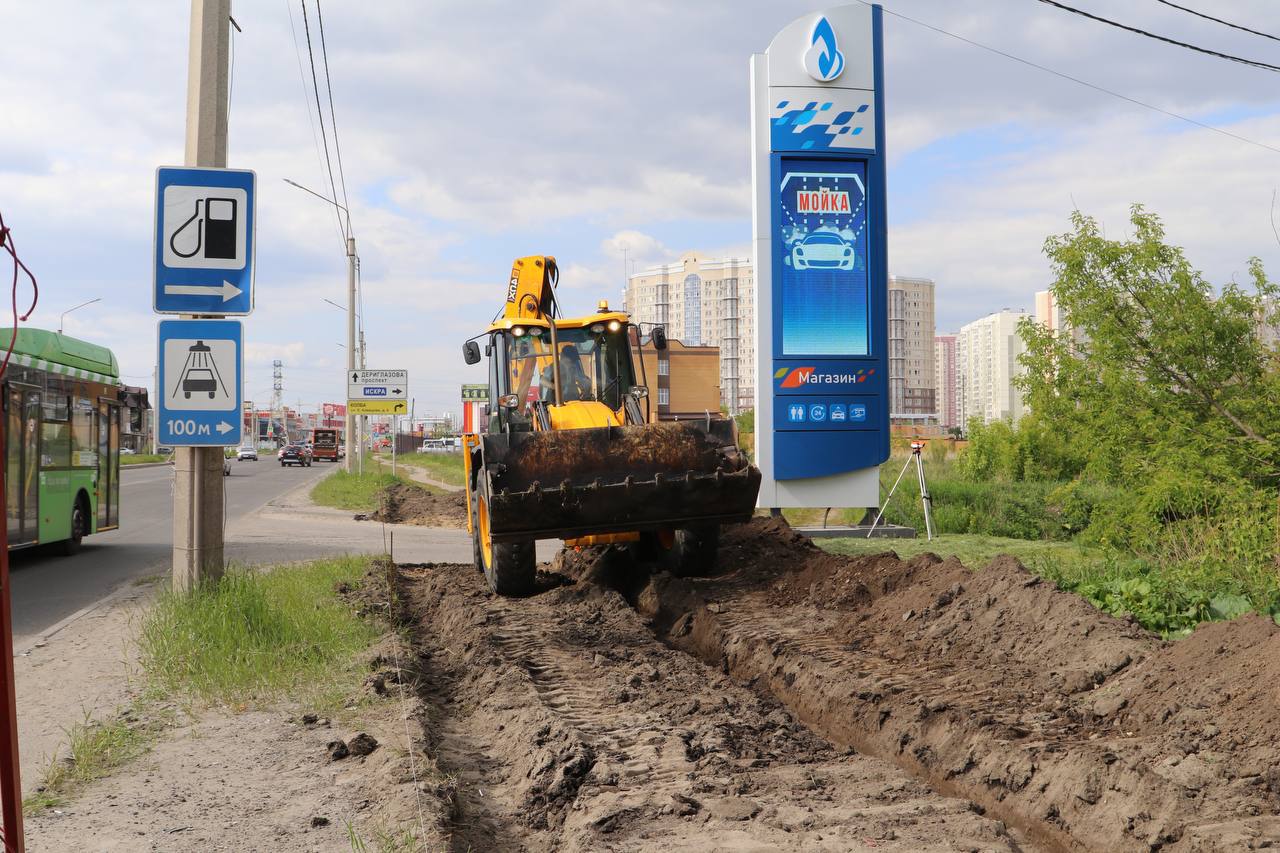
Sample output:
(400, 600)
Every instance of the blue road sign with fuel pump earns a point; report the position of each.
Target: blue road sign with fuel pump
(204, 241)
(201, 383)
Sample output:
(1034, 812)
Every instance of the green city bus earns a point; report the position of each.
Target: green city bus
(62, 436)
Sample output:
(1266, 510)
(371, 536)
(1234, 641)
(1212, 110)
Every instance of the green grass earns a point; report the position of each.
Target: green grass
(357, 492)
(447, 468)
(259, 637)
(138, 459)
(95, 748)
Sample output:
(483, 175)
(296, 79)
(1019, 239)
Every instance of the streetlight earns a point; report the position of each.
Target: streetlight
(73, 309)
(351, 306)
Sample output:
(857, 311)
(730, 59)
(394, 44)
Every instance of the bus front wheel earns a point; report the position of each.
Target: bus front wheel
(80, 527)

============================================================

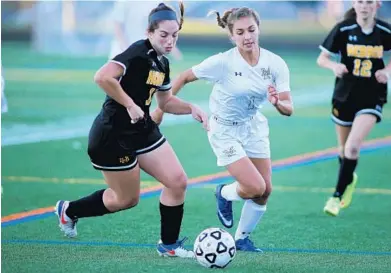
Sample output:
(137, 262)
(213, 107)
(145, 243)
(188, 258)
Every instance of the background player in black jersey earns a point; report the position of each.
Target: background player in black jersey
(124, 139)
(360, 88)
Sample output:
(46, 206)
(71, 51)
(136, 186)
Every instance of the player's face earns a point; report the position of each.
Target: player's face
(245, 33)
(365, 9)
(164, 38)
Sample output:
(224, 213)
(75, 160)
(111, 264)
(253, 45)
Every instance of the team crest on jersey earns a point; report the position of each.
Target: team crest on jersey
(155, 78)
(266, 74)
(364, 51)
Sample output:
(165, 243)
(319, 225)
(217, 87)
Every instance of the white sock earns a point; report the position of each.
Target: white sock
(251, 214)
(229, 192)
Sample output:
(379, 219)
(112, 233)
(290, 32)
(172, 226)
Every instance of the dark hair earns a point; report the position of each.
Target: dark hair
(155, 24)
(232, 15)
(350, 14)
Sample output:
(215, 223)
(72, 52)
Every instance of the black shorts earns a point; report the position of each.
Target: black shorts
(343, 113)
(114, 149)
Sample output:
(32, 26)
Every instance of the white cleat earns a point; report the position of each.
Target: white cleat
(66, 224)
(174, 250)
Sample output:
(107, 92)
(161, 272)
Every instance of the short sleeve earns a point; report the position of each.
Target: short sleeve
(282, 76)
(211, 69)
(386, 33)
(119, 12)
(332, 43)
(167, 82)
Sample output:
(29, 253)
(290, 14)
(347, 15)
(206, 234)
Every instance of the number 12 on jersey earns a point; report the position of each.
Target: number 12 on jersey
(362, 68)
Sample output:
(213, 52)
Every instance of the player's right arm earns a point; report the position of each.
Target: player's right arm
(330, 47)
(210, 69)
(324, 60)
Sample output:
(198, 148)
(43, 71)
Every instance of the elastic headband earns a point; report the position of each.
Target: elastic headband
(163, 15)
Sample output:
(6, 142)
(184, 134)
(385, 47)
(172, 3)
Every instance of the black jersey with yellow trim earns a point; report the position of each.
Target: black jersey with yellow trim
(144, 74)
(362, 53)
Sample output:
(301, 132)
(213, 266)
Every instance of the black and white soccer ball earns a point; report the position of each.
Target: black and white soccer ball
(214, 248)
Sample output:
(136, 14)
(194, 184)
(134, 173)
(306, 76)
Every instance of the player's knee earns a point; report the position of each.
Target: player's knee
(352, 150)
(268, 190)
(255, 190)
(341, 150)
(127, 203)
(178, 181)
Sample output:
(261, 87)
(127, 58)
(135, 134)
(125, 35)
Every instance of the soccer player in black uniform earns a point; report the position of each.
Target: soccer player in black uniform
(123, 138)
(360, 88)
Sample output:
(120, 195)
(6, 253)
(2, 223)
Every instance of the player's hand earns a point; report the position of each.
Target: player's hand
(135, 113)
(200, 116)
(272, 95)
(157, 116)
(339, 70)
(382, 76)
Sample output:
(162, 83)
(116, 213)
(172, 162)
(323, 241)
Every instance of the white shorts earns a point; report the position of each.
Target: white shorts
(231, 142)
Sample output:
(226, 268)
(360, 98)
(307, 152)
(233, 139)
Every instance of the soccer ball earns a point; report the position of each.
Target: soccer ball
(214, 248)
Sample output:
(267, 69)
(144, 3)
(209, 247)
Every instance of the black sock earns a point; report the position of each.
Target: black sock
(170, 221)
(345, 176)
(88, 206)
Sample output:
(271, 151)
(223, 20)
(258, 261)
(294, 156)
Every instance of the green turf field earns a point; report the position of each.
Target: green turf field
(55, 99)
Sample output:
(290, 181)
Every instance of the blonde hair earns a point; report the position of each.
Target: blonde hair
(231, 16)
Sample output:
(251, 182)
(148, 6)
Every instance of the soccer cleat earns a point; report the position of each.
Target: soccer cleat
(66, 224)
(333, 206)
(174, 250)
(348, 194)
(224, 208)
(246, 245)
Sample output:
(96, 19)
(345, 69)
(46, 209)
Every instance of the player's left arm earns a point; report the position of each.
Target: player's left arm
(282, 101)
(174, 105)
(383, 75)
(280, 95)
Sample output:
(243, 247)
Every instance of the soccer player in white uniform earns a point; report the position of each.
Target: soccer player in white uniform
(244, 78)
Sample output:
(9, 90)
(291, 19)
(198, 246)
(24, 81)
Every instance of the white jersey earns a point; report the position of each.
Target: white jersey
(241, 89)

============================================================

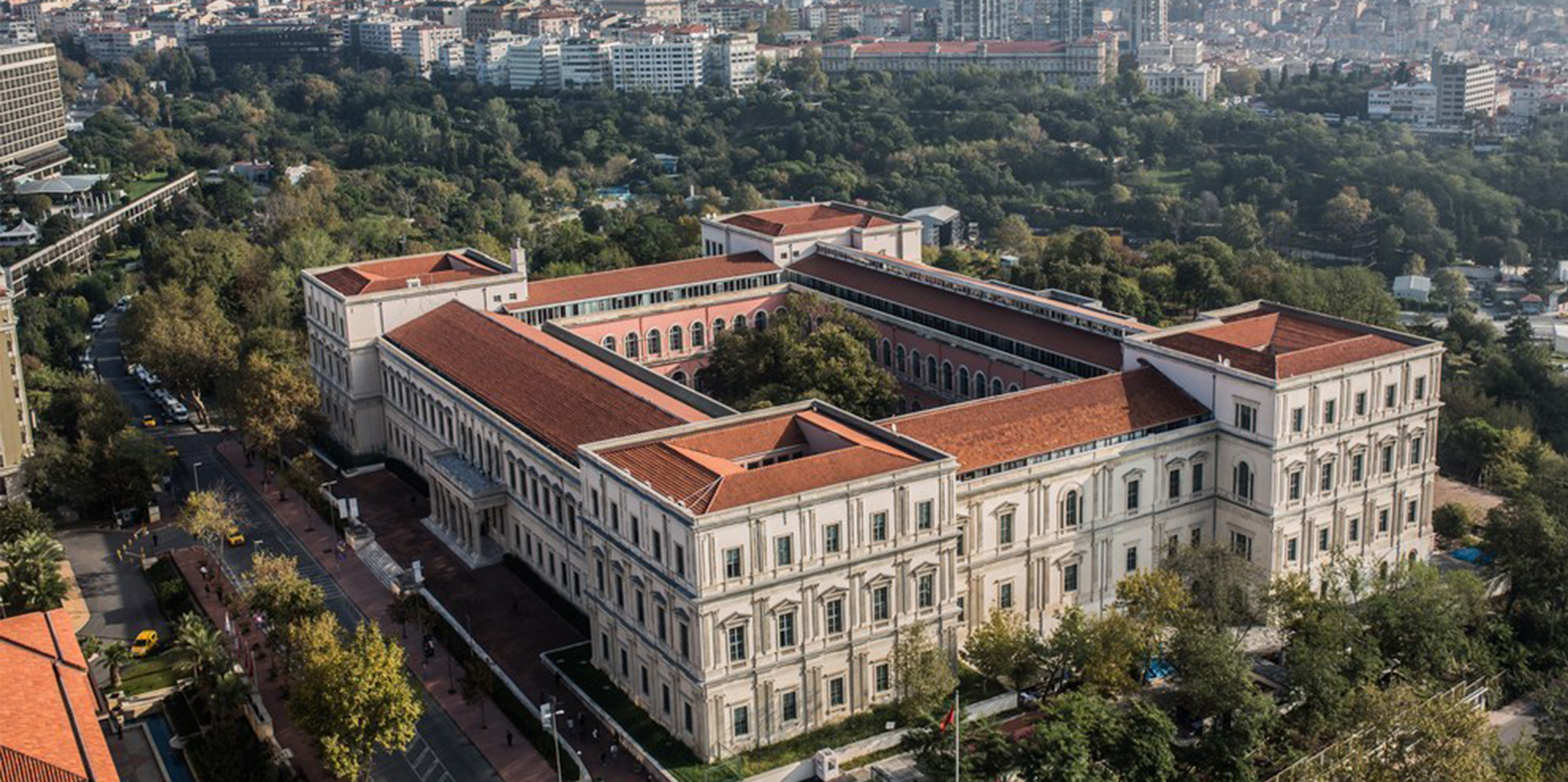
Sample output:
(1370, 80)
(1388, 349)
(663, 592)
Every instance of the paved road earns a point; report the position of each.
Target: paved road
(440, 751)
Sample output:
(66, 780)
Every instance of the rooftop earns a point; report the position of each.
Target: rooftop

============================================================

Count the lines in the records above that contain the string "pump", matching case exactly, and reply with the number alone.

◆ Response to this exercise
2